● **WHAT TO PRODUCE**
Return the part of the news report on Russia starting with "Extra Russian troops" and going on through "office as saying.", copied word for word.

━━━━━ DOCUMENT PASSAGE

Moscow : Next week a lawyer with little foreign policy experience will become Russian president and lead a country with a nuclear arsenal, a UN veto and volatile relations with its neighbours and an energy-dependent West.

The consensus among diplomats and analysts is that Dmitry Medvedev, who will be sworn in on May 7, will stick broadly to the assertive policies of his predecessor Vladimir Putin that have proved popular at home and alarmed the West.

Despite his years working closely with Putin, little is known about the real Medvedev when it comes to international relations. He projects a pro-Western style but analysts note he has yet to justify that image in practice. Behind closed doors, Medvedev, 42, showed a grasp of what lies ahead, said Luxembourg's Prime Minister, Jean-Claude Juncker, one of the few foreign leaders to have met Medvedev at length since he became president-elect.

Deployment

Troops increased

Extra Russian troops deployed yesterday in the Georgian separatist zone of Abkhazia, despite Georgia's objections and concern in Nato, news agencies quoted the Russian Defence Ministry as saying.

The soldiers "are completing their deployment at their positions in the Tkvarcheli district of Abkhazia", Russia's three main news agencies quoted the ministry press office as saying.

The troops were setting up camp, defences and communications, news agencies said.

There was no immediate information about how many extra troops had been sent to bolster the force of more than 2,000 peacekeepers already deployed under accords ending the separatist war between Georgia and the Abkhaz minority in the early 1990s.

━━━━━━━━━━
━━━━━ DATA UNDER STUDY

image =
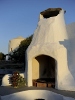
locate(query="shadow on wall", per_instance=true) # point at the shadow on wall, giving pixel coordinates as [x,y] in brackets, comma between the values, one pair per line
[70,46]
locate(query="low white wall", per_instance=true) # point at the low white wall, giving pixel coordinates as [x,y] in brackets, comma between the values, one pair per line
[5,79]
[35,94]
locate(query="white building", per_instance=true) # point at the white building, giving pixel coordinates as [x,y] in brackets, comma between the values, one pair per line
[14,44]
[51,48]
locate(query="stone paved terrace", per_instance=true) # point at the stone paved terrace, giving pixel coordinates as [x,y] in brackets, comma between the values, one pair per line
[6,90]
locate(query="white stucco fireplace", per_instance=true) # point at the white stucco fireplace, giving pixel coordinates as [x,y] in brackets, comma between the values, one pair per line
[48,50]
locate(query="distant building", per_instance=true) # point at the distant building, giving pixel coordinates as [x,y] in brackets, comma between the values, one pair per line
[14,44]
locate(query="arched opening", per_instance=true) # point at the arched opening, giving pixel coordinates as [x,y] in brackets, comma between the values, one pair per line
[43,69]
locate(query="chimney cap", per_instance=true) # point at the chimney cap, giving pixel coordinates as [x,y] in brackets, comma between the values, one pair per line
[50,12]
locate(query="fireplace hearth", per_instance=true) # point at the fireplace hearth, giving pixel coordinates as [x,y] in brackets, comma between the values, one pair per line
[44,82]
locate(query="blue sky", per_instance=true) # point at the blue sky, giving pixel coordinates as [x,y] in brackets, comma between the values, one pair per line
[20,17]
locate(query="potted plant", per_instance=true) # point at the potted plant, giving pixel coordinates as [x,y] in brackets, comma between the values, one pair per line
[17,80]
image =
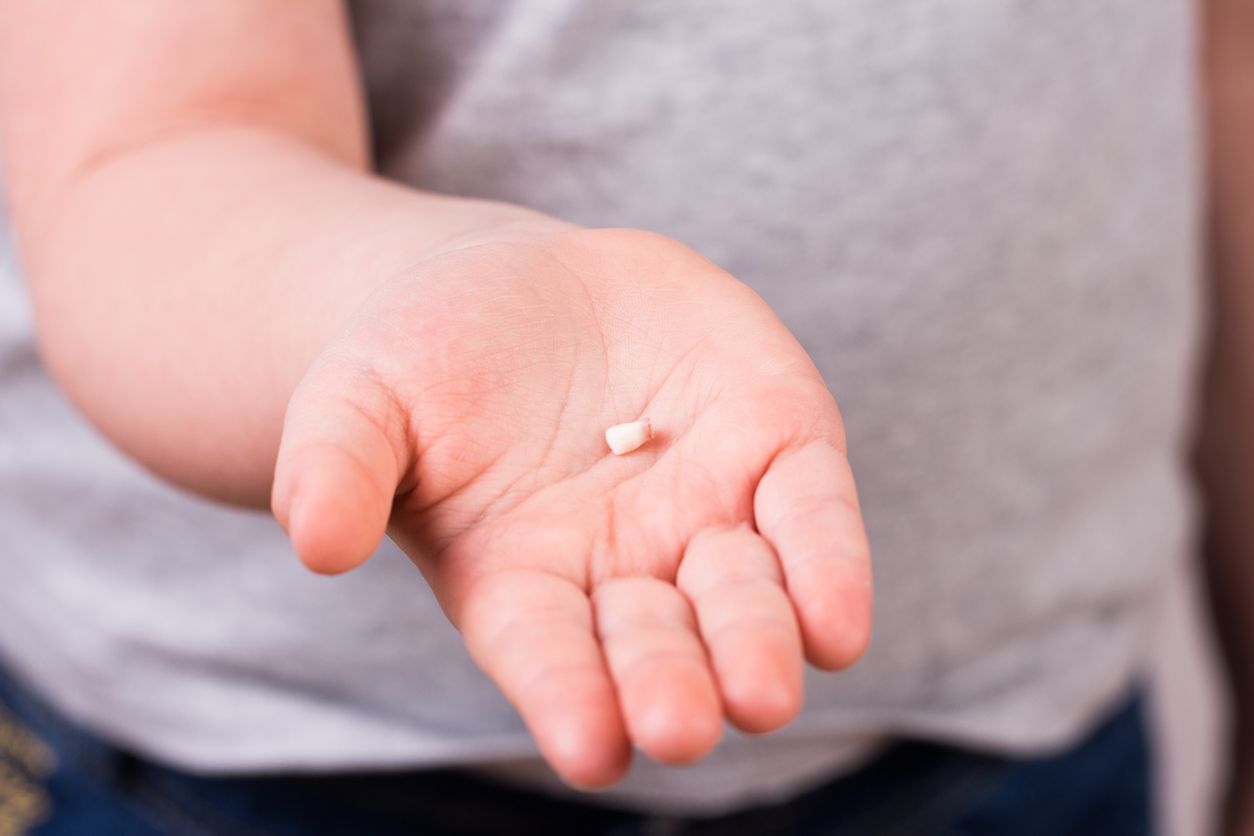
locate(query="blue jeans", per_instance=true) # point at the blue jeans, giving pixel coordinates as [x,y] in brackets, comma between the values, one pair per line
[57,780]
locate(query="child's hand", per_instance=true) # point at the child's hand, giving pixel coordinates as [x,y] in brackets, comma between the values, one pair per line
[615,599]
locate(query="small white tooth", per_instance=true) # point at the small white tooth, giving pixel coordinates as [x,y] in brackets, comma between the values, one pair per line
[625,438]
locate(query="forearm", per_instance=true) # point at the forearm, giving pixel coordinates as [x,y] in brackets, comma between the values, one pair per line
[1227,446]
[182,287]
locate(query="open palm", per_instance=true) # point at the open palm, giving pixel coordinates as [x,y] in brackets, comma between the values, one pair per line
[616,600]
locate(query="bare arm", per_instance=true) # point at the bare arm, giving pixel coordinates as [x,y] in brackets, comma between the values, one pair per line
[1227,450]
[191,194]
[228,293]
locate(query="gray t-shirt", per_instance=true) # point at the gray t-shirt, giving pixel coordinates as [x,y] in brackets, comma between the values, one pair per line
[980,217]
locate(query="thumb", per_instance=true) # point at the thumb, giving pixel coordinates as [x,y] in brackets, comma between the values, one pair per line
[342,453]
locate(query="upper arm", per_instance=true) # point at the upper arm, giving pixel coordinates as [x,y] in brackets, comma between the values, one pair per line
[83,82]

━━━━━━━━━━

● **SOLUTION FOR THIS PROBLEM**
Extra Russian troops deployed yesterday in the Georgian separatist zone of Abkhazia, despite Georgia's objections and concern in Nato, news agencies quoted the Russian Defence Ministry as saying.

The soldiers "are completing their deployment at their positions in the Tkvarcheli district of Abkhazia", Russia's three main news agencies quoted the ministry press office as saying.